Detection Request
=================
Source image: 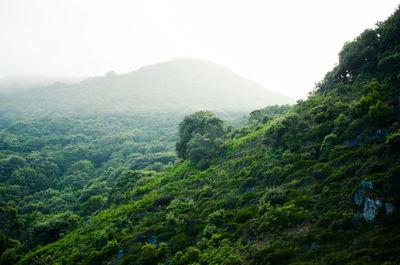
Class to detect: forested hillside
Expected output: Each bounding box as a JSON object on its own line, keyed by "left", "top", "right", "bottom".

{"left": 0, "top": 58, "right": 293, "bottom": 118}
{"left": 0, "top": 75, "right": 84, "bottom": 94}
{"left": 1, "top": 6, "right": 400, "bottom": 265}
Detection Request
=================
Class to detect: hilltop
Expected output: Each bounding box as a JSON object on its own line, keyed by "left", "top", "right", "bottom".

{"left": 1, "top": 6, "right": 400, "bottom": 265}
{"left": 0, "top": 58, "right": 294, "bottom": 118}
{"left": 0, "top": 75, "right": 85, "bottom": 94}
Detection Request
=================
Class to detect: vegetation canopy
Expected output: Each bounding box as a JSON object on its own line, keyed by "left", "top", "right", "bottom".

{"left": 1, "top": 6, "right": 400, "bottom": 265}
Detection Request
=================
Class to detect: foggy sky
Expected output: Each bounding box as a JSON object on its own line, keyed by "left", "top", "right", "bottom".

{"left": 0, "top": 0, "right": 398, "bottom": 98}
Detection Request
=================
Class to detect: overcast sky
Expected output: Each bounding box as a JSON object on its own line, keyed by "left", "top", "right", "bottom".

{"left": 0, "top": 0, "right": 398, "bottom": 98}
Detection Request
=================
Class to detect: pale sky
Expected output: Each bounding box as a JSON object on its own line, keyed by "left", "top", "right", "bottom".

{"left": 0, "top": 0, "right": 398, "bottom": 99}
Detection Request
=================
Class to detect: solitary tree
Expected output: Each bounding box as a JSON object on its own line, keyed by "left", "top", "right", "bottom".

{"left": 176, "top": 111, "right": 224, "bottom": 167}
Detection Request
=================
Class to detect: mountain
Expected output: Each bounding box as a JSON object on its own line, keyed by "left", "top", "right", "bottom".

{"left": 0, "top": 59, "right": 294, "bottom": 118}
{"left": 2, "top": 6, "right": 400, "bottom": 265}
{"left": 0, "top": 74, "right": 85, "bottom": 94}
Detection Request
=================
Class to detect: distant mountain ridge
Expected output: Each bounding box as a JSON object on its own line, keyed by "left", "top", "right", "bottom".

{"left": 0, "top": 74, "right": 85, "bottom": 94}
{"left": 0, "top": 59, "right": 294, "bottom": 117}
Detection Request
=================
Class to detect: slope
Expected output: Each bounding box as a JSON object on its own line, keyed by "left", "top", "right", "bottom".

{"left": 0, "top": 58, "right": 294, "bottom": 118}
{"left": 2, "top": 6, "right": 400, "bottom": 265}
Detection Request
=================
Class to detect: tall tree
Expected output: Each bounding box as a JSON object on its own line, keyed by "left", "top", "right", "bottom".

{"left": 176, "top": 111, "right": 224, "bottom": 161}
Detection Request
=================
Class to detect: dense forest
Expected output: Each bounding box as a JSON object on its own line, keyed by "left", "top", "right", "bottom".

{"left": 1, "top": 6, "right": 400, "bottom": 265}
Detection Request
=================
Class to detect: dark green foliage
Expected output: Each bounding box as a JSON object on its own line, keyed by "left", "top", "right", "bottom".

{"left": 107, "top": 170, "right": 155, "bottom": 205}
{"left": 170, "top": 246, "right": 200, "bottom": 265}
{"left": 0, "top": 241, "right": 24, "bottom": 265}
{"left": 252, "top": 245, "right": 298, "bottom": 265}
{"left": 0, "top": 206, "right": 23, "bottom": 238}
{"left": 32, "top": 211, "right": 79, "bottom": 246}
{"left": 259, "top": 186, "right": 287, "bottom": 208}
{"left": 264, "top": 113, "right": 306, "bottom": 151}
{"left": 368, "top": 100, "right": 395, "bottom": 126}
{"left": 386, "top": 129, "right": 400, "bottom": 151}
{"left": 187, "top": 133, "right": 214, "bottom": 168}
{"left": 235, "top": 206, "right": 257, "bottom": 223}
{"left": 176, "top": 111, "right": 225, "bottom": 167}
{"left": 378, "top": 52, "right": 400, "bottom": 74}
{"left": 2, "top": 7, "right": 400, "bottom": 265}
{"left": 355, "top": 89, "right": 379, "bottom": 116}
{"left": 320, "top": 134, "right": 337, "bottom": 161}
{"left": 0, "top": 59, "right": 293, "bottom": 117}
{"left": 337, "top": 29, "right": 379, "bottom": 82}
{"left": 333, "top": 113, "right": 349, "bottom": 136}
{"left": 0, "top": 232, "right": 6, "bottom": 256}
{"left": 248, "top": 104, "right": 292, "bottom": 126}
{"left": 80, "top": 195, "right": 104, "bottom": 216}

※ ※ ※

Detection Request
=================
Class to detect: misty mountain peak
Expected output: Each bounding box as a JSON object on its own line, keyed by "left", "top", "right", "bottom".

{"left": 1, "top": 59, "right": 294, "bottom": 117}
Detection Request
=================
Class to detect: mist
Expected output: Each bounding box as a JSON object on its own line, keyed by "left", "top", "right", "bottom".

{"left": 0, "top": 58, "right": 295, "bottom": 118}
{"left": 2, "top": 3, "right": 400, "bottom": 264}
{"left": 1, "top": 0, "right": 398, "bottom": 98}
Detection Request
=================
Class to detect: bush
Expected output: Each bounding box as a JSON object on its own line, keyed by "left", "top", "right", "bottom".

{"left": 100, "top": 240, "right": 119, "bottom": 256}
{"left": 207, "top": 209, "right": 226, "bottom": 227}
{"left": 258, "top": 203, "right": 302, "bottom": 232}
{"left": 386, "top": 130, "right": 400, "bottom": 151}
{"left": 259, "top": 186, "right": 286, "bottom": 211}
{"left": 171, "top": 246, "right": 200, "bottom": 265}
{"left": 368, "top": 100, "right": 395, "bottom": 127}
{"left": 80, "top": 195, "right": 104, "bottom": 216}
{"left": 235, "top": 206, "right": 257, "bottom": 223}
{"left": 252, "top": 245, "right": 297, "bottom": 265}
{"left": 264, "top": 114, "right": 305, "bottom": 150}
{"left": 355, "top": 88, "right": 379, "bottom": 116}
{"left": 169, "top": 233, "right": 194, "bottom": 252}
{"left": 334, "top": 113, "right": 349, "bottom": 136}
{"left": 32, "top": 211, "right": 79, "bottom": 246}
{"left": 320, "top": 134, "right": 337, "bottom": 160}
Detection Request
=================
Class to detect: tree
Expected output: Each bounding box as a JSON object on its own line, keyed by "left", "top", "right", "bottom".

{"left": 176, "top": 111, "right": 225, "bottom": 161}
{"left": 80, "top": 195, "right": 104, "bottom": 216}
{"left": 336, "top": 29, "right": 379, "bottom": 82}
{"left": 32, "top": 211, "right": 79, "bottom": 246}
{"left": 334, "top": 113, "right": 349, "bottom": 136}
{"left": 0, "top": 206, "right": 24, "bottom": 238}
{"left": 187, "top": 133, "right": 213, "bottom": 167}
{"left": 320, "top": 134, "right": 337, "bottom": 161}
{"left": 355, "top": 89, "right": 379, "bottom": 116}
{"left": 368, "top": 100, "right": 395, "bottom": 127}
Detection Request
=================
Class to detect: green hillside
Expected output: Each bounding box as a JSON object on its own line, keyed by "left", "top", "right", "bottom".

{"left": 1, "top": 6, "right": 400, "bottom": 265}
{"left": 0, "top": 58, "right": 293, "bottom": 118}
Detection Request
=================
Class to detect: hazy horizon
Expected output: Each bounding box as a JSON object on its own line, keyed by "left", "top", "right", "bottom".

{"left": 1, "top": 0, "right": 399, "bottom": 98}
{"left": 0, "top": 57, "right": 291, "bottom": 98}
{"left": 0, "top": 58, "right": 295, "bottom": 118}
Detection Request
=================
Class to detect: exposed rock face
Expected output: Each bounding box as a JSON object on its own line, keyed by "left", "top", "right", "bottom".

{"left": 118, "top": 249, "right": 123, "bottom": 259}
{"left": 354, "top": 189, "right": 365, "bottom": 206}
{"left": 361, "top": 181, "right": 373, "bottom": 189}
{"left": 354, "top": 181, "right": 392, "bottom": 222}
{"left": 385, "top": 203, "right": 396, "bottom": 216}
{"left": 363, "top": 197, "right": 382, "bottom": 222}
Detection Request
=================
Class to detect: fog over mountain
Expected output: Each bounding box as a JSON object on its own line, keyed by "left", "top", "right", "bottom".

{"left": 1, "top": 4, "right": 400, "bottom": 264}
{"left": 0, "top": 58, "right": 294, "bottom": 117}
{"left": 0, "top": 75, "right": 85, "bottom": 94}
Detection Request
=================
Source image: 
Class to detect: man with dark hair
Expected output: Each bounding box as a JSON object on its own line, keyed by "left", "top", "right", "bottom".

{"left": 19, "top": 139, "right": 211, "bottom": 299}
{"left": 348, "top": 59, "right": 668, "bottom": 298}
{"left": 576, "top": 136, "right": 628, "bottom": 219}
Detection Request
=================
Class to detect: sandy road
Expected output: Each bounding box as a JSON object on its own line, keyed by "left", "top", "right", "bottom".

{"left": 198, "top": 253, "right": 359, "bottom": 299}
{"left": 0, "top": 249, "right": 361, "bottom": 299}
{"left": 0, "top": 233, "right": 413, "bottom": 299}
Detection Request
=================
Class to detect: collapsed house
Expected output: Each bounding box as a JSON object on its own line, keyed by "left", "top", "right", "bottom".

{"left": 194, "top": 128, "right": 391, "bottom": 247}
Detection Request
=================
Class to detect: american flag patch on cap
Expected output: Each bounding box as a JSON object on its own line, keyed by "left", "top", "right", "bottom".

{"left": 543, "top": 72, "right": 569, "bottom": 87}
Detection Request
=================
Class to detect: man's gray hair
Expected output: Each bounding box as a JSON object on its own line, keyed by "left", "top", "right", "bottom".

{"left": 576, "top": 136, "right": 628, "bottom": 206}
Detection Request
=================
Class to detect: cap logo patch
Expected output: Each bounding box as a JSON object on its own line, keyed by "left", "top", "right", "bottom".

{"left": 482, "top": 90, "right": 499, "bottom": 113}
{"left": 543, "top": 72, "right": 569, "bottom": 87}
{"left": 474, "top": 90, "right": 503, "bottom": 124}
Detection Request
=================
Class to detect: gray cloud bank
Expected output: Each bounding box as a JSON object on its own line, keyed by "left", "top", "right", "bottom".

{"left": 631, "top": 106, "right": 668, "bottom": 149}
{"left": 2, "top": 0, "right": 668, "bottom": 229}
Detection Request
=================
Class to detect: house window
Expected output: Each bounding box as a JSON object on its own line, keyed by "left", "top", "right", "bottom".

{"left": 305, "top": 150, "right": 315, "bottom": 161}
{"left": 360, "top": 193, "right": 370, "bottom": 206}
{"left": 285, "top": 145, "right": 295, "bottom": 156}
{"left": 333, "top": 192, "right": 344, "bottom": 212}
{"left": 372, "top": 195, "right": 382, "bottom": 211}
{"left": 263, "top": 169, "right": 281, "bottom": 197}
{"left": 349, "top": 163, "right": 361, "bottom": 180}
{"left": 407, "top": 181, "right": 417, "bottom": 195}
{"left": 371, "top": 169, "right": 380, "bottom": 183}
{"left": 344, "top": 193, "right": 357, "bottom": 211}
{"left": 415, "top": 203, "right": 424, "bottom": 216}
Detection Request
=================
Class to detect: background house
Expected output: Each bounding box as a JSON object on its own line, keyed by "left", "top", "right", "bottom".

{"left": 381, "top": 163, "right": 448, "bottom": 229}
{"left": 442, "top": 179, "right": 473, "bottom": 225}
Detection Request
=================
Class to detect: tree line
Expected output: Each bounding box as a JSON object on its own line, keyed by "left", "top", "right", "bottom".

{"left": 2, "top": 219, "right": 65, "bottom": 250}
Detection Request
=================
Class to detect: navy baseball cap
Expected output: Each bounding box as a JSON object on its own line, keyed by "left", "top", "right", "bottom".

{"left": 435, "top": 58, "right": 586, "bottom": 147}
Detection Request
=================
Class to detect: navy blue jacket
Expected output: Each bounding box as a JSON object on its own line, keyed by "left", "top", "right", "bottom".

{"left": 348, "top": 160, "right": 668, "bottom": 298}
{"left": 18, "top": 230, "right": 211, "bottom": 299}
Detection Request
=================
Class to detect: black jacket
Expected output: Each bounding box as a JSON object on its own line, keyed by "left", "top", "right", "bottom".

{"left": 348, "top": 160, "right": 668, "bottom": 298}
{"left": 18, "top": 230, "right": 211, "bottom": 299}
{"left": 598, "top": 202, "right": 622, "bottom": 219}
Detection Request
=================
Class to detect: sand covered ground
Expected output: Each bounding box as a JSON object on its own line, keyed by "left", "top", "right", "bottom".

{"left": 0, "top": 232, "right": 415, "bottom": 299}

※ ※ ※

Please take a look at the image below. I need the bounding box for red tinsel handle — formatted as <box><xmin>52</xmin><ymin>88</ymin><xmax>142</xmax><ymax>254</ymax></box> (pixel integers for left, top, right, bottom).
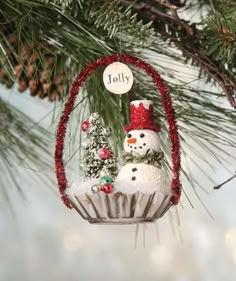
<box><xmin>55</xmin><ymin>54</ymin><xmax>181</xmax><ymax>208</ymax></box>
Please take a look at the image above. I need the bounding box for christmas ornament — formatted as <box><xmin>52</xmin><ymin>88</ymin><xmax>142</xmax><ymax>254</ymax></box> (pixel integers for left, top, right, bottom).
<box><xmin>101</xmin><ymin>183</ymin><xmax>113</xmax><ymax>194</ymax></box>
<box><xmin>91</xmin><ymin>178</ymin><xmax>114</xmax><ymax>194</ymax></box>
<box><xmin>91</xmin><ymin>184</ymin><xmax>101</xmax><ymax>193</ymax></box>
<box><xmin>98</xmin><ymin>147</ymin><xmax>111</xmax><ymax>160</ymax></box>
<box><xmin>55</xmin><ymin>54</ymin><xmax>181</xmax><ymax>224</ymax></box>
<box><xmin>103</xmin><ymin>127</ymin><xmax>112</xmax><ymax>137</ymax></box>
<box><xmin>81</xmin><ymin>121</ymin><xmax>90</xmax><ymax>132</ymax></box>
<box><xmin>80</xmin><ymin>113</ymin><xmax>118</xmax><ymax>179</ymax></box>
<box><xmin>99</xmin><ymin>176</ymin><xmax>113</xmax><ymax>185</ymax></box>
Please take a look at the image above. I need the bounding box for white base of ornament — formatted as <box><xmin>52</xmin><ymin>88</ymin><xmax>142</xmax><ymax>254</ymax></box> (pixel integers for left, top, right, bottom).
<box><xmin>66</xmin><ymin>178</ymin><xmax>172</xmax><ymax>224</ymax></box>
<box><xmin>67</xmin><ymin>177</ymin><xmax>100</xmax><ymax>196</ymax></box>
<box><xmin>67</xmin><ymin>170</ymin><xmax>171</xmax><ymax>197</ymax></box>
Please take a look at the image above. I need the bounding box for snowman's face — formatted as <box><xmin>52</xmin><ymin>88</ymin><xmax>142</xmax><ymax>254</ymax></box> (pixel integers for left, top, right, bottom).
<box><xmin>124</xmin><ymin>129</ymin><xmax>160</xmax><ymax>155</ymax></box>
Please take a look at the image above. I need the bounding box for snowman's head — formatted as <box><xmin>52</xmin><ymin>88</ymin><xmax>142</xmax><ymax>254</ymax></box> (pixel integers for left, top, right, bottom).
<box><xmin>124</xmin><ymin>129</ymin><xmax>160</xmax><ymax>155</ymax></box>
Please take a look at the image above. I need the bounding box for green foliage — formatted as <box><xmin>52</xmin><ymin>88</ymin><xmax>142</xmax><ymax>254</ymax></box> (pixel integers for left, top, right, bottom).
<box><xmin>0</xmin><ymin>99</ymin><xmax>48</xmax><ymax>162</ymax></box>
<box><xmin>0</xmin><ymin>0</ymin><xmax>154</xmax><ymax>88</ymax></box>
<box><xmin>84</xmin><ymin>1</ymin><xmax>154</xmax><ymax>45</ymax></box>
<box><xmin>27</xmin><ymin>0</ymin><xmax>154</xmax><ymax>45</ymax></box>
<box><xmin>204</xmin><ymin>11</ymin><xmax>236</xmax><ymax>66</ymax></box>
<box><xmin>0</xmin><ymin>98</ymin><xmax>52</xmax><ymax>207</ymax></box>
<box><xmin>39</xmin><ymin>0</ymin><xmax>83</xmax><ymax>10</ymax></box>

※ ※ ※

Work item:
Note each line of the entries that has "patch" in it, and copy those lines.

Response to this task:
Class to detect: american flag patch on cap
Class to detect: cap logo patch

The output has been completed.